**Problems to solve**
1) In the Gemini image editing article, duplicate the passage from "- 3Now available" up to and including "people and pets.".
2) Answer these questions using the Gemini image editing article:
(a) On what date was the Nano Banana model launched?
(b) What kinds of SynthID watermarks are included in images created or edited with the new capability?
(c) From which image attributes are identity features disentangled?

**Given text**
————————
Image editing in Gemini just got a major upgrade
Key Points
- 1Google DeepMind has launched the "Nano Banana" image editing model in the Gemini app, which prioritizes maintaining a consistent likeness of people and pets during various transformations.
- 2This upgrade enables users to perform advanced edits such as changing costumes and locations, blending multiple photos, executing multi-turn edits, and applying styles from one image to another.
- 3Now available in the Gemini app, all images created or edited with this new capability include both visible and invisible SynthID watermarks to indicate their AI-generated origin.
The Gemini app has released a significant upgrade to its native image editing capabilities, powered by a new model named Nano Banana from Google DeepMind, launched on August 26, 2025. This advancement primarily focuses on maintaining consistent character likeness during image manipulation, addressing the challenge of preserving identity in edited photographs of people and pets.
The core methodology driving this upgrade involves several advanced generative and image-to-image translation techniques. For likeness preservation, the system employs a robust identity-preserving mechanism. This implies the use of latent space representations where distinct features pertaining to an individual's identity (e.g., facial structure, unique markings of a pet) are disentangled from other image attributes such as pose, clothing, or background. When a user requests a modification, such as a costume change, a location alteration, or even a transformation across different time periods, the model reconstructs the image by preserving these extracted identity features while generating new content for the altered attributes. This ensures that the subject consistently resembles themselves, even under significant stylistic or contextual changes.
————————
**Listed records**
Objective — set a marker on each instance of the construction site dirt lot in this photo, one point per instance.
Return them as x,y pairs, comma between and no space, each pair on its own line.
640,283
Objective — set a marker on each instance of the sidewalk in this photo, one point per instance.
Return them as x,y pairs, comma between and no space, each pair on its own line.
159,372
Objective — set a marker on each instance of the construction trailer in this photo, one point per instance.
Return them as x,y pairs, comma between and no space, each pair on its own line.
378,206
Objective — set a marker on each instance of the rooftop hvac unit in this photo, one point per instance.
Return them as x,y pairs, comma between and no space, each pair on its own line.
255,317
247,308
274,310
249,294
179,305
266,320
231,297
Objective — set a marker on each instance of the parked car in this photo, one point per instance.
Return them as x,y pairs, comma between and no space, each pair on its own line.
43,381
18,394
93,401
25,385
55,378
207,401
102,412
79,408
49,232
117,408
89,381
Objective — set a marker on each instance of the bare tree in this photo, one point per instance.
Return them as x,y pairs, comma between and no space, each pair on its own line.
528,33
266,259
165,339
————————
**Results of the tasks**
1)
- 3Now available in the Gemini app, all images created or edited with this new capability include both visible and invisible SynthID watermarks to indicate their AI-generated origin.
The Gemini app has released a significant upgrade to its native image editing capabilities, powered by a new model named Nano Banana from Google DeepMind, launched on August 26, 2025. This advancement primarily focuses on maintaining consistent character likeness during image manipulation, addressing the challenge of preserving identity in edited photographs of people and pets.

2)
(a) August 26, 2025.
(b) Both visible and invisible SynthID watermarks.
(c) Pose, clothing, or background.